Excerpts from point annotation data
**********
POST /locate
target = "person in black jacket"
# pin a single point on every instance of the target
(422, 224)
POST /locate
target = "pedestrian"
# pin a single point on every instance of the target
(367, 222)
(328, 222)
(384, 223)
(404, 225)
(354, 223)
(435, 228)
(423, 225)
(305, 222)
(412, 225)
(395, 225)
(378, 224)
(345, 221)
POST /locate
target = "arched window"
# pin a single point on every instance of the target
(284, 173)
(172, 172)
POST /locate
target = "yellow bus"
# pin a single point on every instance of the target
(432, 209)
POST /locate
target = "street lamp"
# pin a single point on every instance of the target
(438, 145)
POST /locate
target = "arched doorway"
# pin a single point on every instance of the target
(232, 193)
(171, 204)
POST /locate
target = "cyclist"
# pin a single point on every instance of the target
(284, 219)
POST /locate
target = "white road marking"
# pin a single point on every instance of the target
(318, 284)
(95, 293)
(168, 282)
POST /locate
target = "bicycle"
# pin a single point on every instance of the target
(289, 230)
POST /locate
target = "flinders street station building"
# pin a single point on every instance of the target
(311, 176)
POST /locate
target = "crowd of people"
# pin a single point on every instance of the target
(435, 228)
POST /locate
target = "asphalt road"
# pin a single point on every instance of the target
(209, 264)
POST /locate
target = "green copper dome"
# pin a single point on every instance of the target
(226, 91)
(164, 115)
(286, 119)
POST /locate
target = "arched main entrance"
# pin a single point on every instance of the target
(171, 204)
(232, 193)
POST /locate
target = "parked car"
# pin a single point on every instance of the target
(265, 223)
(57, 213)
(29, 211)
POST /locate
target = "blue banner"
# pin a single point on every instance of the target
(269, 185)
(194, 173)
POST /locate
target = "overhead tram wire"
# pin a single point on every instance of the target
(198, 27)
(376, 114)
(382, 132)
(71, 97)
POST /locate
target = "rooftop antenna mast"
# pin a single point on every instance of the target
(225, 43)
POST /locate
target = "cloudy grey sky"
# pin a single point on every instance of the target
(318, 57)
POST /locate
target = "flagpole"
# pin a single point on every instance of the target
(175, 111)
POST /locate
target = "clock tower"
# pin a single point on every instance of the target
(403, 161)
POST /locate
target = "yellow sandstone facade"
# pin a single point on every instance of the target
**********
== STATED GOAL ==
Gather every line of the data above that contains the string "street", treating uppercase and lowercase letters as distinct.

== IN RESPONSE ==
target = "street lamp"
target = "flinders street station building"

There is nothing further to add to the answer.